+++ 제공된 정보

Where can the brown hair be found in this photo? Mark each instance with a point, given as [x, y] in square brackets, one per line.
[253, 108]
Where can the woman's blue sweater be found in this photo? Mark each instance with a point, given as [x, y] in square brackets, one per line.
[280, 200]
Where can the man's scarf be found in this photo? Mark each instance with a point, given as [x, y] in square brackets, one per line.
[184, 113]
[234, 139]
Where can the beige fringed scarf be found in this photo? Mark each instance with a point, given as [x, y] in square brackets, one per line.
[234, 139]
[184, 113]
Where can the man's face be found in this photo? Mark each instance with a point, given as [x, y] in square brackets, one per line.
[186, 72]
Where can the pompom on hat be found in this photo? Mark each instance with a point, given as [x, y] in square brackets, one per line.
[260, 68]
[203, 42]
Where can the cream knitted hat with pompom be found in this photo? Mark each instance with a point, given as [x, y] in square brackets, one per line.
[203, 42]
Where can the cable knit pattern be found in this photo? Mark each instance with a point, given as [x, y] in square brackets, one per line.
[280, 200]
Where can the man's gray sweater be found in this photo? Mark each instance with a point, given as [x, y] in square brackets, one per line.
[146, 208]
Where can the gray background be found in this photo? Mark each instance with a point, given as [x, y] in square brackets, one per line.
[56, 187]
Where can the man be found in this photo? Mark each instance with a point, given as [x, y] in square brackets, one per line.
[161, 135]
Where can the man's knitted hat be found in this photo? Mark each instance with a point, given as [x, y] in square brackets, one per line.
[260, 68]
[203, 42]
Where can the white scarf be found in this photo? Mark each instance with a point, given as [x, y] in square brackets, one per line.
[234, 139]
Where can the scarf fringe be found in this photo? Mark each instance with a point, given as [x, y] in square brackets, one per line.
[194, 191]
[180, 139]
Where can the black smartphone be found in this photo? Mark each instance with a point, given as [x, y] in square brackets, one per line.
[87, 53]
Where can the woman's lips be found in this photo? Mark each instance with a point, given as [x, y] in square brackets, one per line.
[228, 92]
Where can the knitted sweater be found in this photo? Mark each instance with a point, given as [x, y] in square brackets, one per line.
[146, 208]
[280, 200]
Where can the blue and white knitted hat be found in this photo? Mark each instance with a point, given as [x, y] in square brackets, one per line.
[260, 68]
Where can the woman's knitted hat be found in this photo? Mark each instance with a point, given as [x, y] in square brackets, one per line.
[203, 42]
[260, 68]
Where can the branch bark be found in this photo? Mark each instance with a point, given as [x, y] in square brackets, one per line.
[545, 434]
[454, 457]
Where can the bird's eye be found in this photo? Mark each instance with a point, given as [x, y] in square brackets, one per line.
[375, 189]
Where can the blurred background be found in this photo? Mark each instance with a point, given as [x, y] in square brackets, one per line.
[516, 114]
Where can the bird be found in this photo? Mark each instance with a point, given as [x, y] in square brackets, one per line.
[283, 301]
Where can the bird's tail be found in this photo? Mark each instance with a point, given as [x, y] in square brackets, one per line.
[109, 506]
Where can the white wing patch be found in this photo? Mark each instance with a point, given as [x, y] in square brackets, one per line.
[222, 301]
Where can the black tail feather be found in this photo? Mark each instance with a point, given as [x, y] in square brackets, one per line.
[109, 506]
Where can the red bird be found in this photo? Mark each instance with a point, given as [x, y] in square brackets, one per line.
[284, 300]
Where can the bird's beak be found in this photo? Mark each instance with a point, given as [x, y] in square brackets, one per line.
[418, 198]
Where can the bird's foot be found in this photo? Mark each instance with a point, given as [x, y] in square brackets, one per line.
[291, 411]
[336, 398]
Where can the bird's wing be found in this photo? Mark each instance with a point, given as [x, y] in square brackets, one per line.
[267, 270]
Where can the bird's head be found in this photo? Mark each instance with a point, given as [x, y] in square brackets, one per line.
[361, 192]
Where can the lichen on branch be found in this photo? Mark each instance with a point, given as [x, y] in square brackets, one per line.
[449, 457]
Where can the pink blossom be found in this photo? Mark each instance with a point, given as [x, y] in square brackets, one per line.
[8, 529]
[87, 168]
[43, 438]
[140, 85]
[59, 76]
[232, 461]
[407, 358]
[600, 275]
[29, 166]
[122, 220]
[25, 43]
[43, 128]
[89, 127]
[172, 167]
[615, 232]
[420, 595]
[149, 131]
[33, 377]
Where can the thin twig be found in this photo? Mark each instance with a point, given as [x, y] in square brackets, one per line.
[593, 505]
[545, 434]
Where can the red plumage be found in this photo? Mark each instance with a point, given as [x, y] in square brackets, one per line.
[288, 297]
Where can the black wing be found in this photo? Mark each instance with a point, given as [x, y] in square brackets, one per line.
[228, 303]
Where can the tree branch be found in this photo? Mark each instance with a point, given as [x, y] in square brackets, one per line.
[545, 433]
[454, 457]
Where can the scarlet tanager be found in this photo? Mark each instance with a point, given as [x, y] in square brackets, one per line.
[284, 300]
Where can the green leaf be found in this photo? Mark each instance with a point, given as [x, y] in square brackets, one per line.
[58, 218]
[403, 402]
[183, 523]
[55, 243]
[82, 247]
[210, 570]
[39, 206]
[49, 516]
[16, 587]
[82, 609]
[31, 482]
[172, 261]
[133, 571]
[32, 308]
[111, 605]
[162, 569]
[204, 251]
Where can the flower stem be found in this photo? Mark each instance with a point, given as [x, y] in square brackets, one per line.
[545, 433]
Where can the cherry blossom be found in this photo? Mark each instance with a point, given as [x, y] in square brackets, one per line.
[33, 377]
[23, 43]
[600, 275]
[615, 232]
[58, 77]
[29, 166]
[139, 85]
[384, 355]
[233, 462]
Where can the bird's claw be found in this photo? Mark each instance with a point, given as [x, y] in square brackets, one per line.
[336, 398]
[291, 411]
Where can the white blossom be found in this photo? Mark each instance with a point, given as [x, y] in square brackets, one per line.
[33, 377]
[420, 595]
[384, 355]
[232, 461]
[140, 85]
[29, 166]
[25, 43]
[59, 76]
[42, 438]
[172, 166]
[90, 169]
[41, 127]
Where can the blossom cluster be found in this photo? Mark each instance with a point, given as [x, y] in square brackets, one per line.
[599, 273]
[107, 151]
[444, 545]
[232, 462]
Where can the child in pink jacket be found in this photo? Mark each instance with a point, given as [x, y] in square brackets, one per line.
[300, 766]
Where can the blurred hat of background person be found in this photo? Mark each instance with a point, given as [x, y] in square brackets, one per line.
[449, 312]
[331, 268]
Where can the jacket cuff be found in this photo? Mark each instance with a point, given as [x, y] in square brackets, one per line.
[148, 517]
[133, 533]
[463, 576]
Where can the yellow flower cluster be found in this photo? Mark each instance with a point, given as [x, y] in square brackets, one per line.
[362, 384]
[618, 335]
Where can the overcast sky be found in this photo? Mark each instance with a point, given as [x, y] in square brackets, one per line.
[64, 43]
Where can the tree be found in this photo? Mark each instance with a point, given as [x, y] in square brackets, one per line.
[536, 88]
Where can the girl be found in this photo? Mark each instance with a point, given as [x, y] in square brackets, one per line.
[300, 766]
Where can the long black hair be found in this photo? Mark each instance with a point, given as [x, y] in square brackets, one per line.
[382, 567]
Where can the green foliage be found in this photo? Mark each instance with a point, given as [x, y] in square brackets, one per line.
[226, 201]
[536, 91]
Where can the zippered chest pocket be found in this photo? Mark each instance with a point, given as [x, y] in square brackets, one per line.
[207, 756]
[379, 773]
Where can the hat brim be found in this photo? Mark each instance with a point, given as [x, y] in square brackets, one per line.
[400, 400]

++++++

▶ **작성할 내용**
위 목록의 모든 줄을 빈 줄은 빼고 '번호'와 '목록 줄' 두 열로 이루어진 마크다운 표로 바꾸세요. '번호' 열에는 행 번호를, '목록 줄' 열에는 그 줄을 넣으세요.

▶ **과제 답안**
| 번호 | 목록 줄 |
|---|---|
| 1 | Where can the brown hair be found in this photo? Mark each instance with a point, given as [x, y] in square brackets, one per line. |
| 2 | [253, 108] |
| 3 | Where can the woman's blue sweater be found in this photo? Mark each instance with a point, given as [x, y] in square brackets, one per line. |
| 4 | [280, 200] |
| 5 | Where can the man's scarf be found in this photo? Mark each instance with a point, given as [x, y] in square brackets, one per line. |
| 6 | [184, 113] |
| 7 | [234, 139] |
| 8 | Where can the beige fringed scarf be found in this photo? Mark each instance with a point, given as [x, y] in square brackets, one per line. |
| 9 | [234, 139] |
| 10 | [184, 113] |
| 11 | Where can the man's face be found in this photo? Mark each instance with a point, given as [x, y] in square brackets, one per line. |
| 12 | [186, 72] |
| 13 | Where can the pompom on hat be found in this photo? Mark each instance with a point, given as [x, y] in square brackets, one per line. |
| 14 | [260, 68] |
| 15 | [203, 42] |
| 16 | Where can the cream knitted hat with pompom be found in this photo? Mark each instance with a point, given as [x, y] in square brackets, one per line. |
| 17 | [203, 42] |
| 18 | Where can the cable knit pattern be found in this photo? Mark each instance with a point, given as [x, y] in square brackets, one per line. |
| 19 | [280, 200] |
| 20 | Where can the man's gray sweater be found in this photo? Mark each instance with a point, given as [x, y] in square brackets, one per line. |
| 21 | [146, 208] |
| 22 | Where can the gray background be found in this photo? Mark each instance with a point, given as [x, y] in square brackets, one per line. |
| 23 | [56, 187] |
| 24 | Where can the man be found in this photo? Mark each instance with a point, given as [x, y] in square brackets, one per line. |
| 25 | [161, 135] |
| 26 | Where can the man's knitted hat be found in this photo? Mark each instance with a point, given as [x, y] in square brackets, one per line. |
| 27 | [260, 68] |
| 28 | [203, 42] |
| 29 | Where can the white scarf be found in this photo? Mark each instance with a point, given as [x, y] in square brackets, one per line. |
| 30 | [234, 139] |
| 31 | Where can the scarf fringe be found in this photo? Mark each instance with a point, given as [x, y] in square brackets, one per line. |
| 32 | [194, 191] |
| 33 | [180, 139] |
| 34 | Where can the black smartphone be found in this photo? Mark each instance with a point, given as [x, y] in square brackets, one per line. |
| 35 | [87, 53] |
| 36 | Where can the woman's lips be found in this photo? Mark each instance with a point, given as [x, y] in square brackets, one per line. |
| 37 | [228, 92] |
| 38 | Where can the knitted sweater be found in this photo? Mark each instance with a point, given as [x, y] in square brackets, one per line. |
| 39 | [146, 208] |
| 40 | [280, 200] |
| 41 | Where can the blue and white knitted hat be found in this photo? Mark each instance with a point, given as [x, y] in square brackets, one per line. |
| 42 | [260, 68] |
| 43 | Where can the woman's knitted hat be found in this photo? Mark each instance with a point, given as [x, y] in square brackets, one per line. |
| 44 | [203, 42] |
| 45 | [260, 68] |
| 46 | Where can the branch bark be found in this photo? Mark each instance with a point, given as [x, y] in square brackets, one per line. |
| 47 | [545, 434] |
| 48 | [454, 457] |
| 49 | Where can the bird's eye be found in this photo? Mark each instance with a point, given as [x, y] in square brackets, one per line. |
| 50 | [375, 189] |
| 51 | Where can the blurred background be found in this photo? Mark each instance with a point, given as [x, y] in square brackets, one per line. |
| 52 | [516, 114] |
| 53 | Where can the bird be found in this photo? Mark each instance with a point, given as [x, y] in square brackets, one per line. |
| 54 | [283, 301] |
| 55 | Where can the bird's tail be found in this photo? Mark each instance with a point, given as [x, y] in square brackets, one per line. |
| 56 | [109, 506] |
| 57 | Where can the white wing patch be found in this photo? Mark each instance with a point, given as [x, y] in square brackets, one per line. |
| 58 | [222, 301] |
| 59 | Where can the black tail feather be found in this photo? Mark each instance with a point, given as [x, y] in square brackets, one per line. |
| 60 | [109, 506] |
| 61 | Where can the red bird be found in this photo? Mark each instance with a point, given as [x, y] in square brackets, one per line. |
| 62 | [284, 300] |
| 63 | Where can the bird's beak be found in this photo? Mark each instance with a point, given as [x, y] in square brackets, one per line. |
| 64 | [418, 198] |
| 65 | Where can the bird's foot be found in this photo? Mark each instance with a point, given as [x, y] in square brackets, one per line. |
| 66 | [291, 411] |
| 67 | [336, 398] |
| 68 | Where can the bird's wing be found in this photo? Mark each instance with a point, given as [x, y] in square brackets, one per line. |
| 69 | [267, 270] |
| 70 | Where can the bird's head be found in this photo? Mark each instance with a point, given as [x, y] in square brackets, one per line. |
| 71 | [361, 192] |
| 72 | Where can the lichen on branch be found in this photo? Mark each instance with a point, given as [x, y] in square brackets, one per line. |
| 73 | [449, 457] |
| 74 | Where can the pink blossom be found in this photo? Mark each instance with a point, given as [x, y] in square brackets, one per line. |
| 75 | [8, 529] |
| 76 | [87, 168] |
| 77 | [43, 438] |
| 78 | [140, 85] |
| 79 | [59, 76] |
| 80 | [232, 461] |
| 81 | [407, 358] |
| 82 | [600, 275] |
| 83 | [29, 166] |
| 84 | [122, 220] |
| 85 | [25, 43] |
| 86 | [43, 128] |
| 87 | [89, 127] |
| 88 | [172, 167] |
| 89 | [615, 232] |
| 90 | [420, 595] |
| 91 | [149, 131] |
| 92 | [33, 377] |
| 93 | Where can the thin twig be found in this photo? Mark each instance with a point, given as [x, y] in square brackets, one per line. |
| 94 | [593, 505] |
| 95 | [545, 434] |
| 96 | Where can the red plumage be found in this photo? Mark each instance with a point, given as [x, y] in square brackets, one per line. |
| 97 | [288, 297] |
| 98 | Where can the black wing be found in this photo? Mark each instance with a point, given as [x, y] in square brackets, one per line. |
| 99 | [228, 303] |
| 100 | Where can the tree branch be found in this photo? Mark each instance with a point, given as [x, y] in square brackets, one per line. |
| 101 | [545, 433] |
| 102 | [454, 457] |
| 103 | Where can the scarlet tanager be found in this photo? Mark each instance with a point, given as [x, y] in square brackets, one per line. |
| 104 | [284, 300] |
| 105 | Where can the green leaf be found in this photo? Mark each instance with a point, given as [x, y] in square brackets, one per line. |
| 106 | [58, 218] |
| 107 | [403, 402] |
| 108 | [183, 523] |
| 109 | [55, 243] |
| 110 | [82, 247] |
| 111 | [210, 570] |
| 112 | [39, 206] |
| 113 | [49, 516] |
| 114 | [16, 587] |
| 115 | [82, 609] |
| 116 | [31, 482] |
| 117 | [172, 261] |
| 118 | [133, 571] |
| 119 | [32, 308] |
| 120 | [111, 605] |
| 121 | [162, 569] |
| 122 | [204, 251] |
| 123 | Where can the flower stem be found in this photo? Mark each instance with a point, given as [x, y] in square brackets, one per line. |
| 124 | [545, 433] |
| 125 | Where can the cherry blossom be found in this photo? Mark each instance with a point, given as [x, y] in square brackets, one per line. |
| 126 | [33, 377] |
| 127 | [23, 43] |
| 128 | [600, 275] |
| 129 | [615, 232] |
| 130 | [58, 77] |
| 131 | [29, 166] |
| 132 | [139, 85] |
| 133 | [384, 355] |
| 134 | [233, 462] |
| 135 | Where can the bird's claw be found in this photo? Mark each instance with a point, given as [x, y] in square brackets, one per line. |
| 136 | [336, 398] |
| 137 | [291, 411] |
| 138 | Where can the white blossom be found in this photo? Mark each instance with a point, given as [x, y] in square brackets, one per line. |
| 139 | [33, 377] |
| 140 | [420, 595] |
| 141 | [384, 355] |
| 142 | [232, 461] |
| 143 | [140, 85] |
| 144 | [29, 166] |
| 145 | [25, 43] |
| 146 | [59, 76] |
| 147 | [42, 438] |
| 148 | [172, 166] |
| 149 | [90, 169] |
| 150 | [41, 127] |
| 151 | Where can the blossom cluster be found in this photo? Mark each instance with a point, given as [x, y] in square brackets, one per line. |
| 152 | [599, 273] |
| 153 | [107, 151] |
| 154 | [444, 545] |
| 155 | [232, 462] |
| 156 | Where can the child in pink jacket be found in this photo? Mark each instance with a point, given as [x, y] in square brackets, one per line. |
| 157 | [300, 766] |
| 158 | Where can the blurred hat of background person be found in this photo? Mark each instance with a point, given as [x, y] in square brackets, one per line. |
| 159 | [449, 312] |
| 160 | [331, 268] |
| 161 | Where can the jacket cuff be found in this photo? Mark each instance with a point, given as [x, y] in square brackets, one per line. |
| 162 | [148, 517] |
| 163 | [133, 533] |
| 164 | [463, 576] |
| 165 | Where can the yellow flower cluster be found in this photo? Mark each instance with a point, given as [x, y] in square brackets, one per line. |
| 166 | [362, 384] |
| 167 | [618, 335] |
| 168 | Where can the overcast sky be found in this photo? Mark each instance with a point, given as [x, y] in square brackets, one per line. |
| 169 | [64, 43] |
| 170 | Where can the tree be found in this photo? Mark each instance with a point, given as [x, y] in square brackets, one per line. |
| 171 | [536, 88] |
| 172 | Where can the girl be found in this photo? Mark each instance with a point, given as [x, y] in square brackets, one per line. |
| 173 | [300, 766] |
| 174 | Where can the long black hair be found in this photo? Mark each instance with a point, given as [x, y] in square brackets, one per line. |
| 175 | [382, 567] |
| 176 | Where can the green foliage be found in this photo? Mark each instance with a point, given as [x, y] in square brackets, one per line. |
| 177 | [226, 201] |
| 178 | [536, 91] |
| 179 | Where can the zippered chest pocket be found in this photo? Mark each instance with a point, given as [x, y] in square brackets, one per line. |
| 180 | [207, 756] |
| 181 | [379, 773] |
| 182 | Where can the hat brim be found in this photo? Mark each instance with a point, given as [x, y] in square brackets, one per line. |
| 183 | [400, 400] |